● **Written request**: Rescale the rows below by repeating every line, requests included, with each polygon point coordinate in the answers multiplied by 1.75 and rounded to a whole number, halves rounding up.
[start Provided material]
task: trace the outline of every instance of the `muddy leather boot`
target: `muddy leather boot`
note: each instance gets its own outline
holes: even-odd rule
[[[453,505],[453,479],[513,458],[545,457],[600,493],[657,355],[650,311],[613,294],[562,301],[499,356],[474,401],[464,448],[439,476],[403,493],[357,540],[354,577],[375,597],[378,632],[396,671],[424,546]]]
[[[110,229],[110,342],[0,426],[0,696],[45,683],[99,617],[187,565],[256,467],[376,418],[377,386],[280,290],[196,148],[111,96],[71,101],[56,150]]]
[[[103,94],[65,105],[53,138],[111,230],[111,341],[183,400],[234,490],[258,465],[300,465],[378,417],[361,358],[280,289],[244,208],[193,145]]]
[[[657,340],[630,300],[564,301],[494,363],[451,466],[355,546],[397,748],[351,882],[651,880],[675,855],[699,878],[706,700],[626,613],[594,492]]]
[end Provided material]
● **The result**:
task: trace the outline of every instance of the `muddy leather boot`
target: `muddy leather boot`
note: each instance gets its own outline
holes: even-odd rule
[[[793,884],[793,838],[898,802],[954,800],[1050,863],[1150,621],[1138,544],[1073,515],[984,527],[873,623],[830,702],[812,784],[768,833],[705,863],[625,945],[620,1010],[656,1045],[662,1106],[693,1174],[742,956]]]
[[[193,401],[193,599],[0,746],[0,1218],[79,1195],[173,1080],[327,989],[448,817],[658,732],[660,676],[490,508],[343,259],[194,168],[124,177],[98,263]]]
[[[180,165],[114,184],[93,242],[194,403],[194,597],[320,700],[410,858],[452,814],[525,814],[662,730],[632,627],[490,506],[427,364],[338,254]]]
[[[1150,595],[1103,525],[987,527],[865,635],[789,816],[621,956],[695,1309],[614,1544],[1139,1540],[1181,1496],[1223,1537],[1236,1225],[1096,1073],[1040,861]]]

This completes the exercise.